**Task**
Return, unchanged and with no pictures, the lines below from the very first through the one that contains "point(1171, 700)".

Image point grounding data:
==============================
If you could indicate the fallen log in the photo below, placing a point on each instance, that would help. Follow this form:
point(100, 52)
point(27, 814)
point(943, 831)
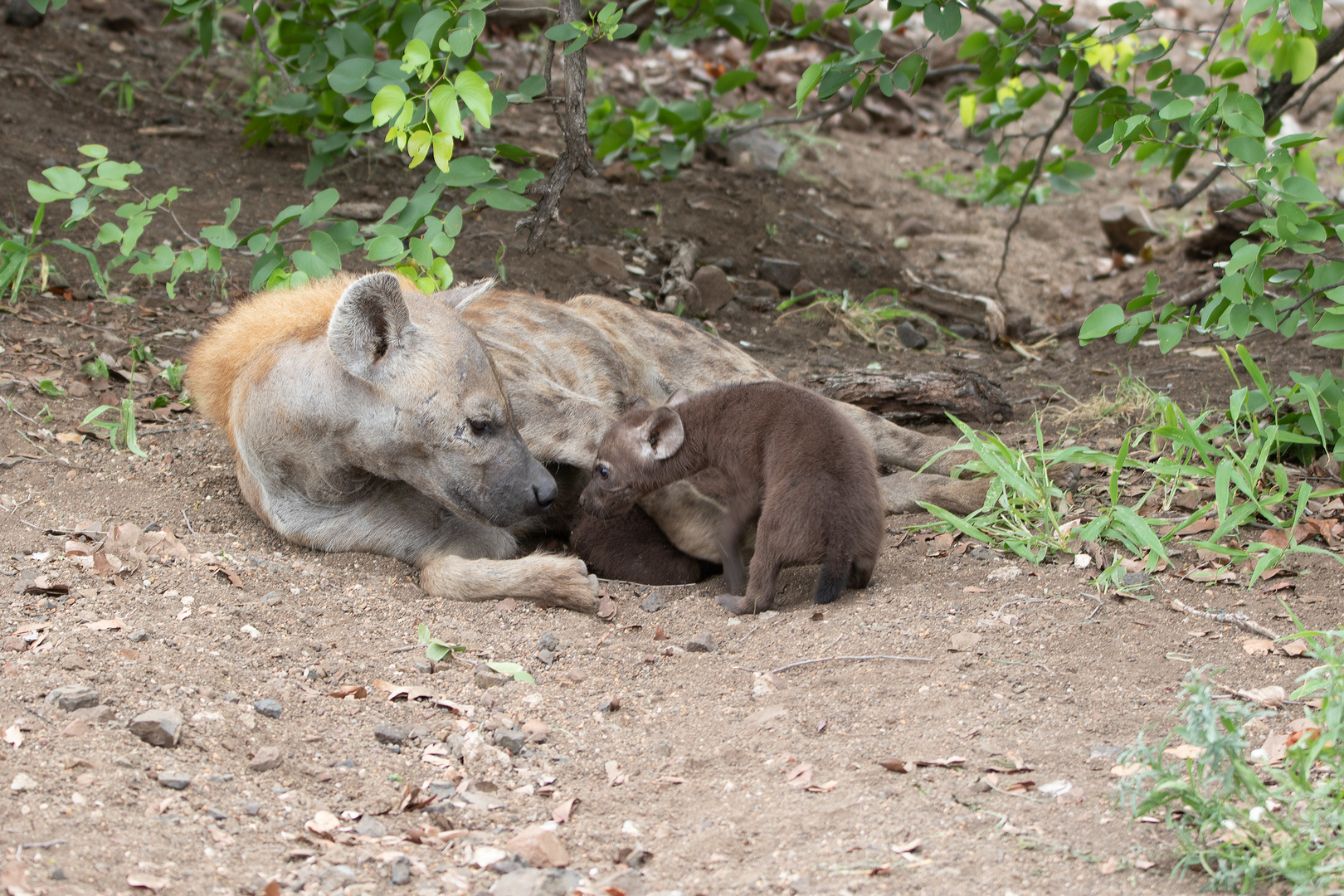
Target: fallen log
point(919, 397)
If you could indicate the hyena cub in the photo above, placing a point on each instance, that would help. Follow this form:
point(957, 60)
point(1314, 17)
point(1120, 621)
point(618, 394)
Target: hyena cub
point(785, 455)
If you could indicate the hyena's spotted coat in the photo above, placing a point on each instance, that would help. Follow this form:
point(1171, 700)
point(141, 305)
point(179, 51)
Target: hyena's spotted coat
point(368, 416)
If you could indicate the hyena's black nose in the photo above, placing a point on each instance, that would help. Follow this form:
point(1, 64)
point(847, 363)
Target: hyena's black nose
point(544, 494)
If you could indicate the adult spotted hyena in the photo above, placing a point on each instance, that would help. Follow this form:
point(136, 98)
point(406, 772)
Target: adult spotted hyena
point(453, 430)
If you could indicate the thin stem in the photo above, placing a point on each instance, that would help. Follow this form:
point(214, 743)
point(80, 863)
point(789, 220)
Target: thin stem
point(266, 51)
point(1213, 45)
point(1035, 176)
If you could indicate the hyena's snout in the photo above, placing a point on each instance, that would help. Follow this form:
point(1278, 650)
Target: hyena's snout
point(541, 489)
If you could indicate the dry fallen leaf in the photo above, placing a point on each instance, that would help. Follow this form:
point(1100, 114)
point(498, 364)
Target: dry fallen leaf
point(1296, 648)
point(147, 881)
point(1269, 696)
point(562, 811)
point(799, 776)
point(409, 692)
point(323, 824)
point(942, 763)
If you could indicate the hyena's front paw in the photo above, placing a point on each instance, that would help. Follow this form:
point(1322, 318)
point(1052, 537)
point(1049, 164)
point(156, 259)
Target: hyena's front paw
point(555, 581)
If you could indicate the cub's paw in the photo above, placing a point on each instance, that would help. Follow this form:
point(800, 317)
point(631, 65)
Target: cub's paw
point(741, 605)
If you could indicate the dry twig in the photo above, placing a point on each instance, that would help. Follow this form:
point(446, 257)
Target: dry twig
point(806, 663)
point(1227, 618)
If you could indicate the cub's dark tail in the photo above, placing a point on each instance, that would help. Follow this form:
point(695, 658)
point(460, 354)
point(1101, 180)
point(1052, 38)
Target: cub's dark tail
point(832, 581)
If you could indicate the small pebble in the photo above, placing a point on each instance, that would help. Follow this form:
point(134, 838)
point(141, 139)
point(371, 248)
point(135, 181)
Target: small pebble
point(401, 871)
point(388, 733)
point(265, 759)
point(268, 709)
point(702, 642)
==============================
**Solution to this exercise**
If you could indicate the fallen log in the photo below, placing a point on each instance, that would help. Follow this form:
point(100, 52)
point(27, 814)
point(943, 831)
Target: fallen log
point(919, 397)
If you could indicate the hyena cub in the photo above, placing a point on each instance, that would help. Follow this form:
point(957, 60)
point(1314, 17)
point(1120, 621)
point(618, 394)
Target: hyena cub
point(785, 455)
If you could indicate the hyena's spotted coat in the photo above, placing a point on each instance, that would help. Follow this form:
point(1171, 700)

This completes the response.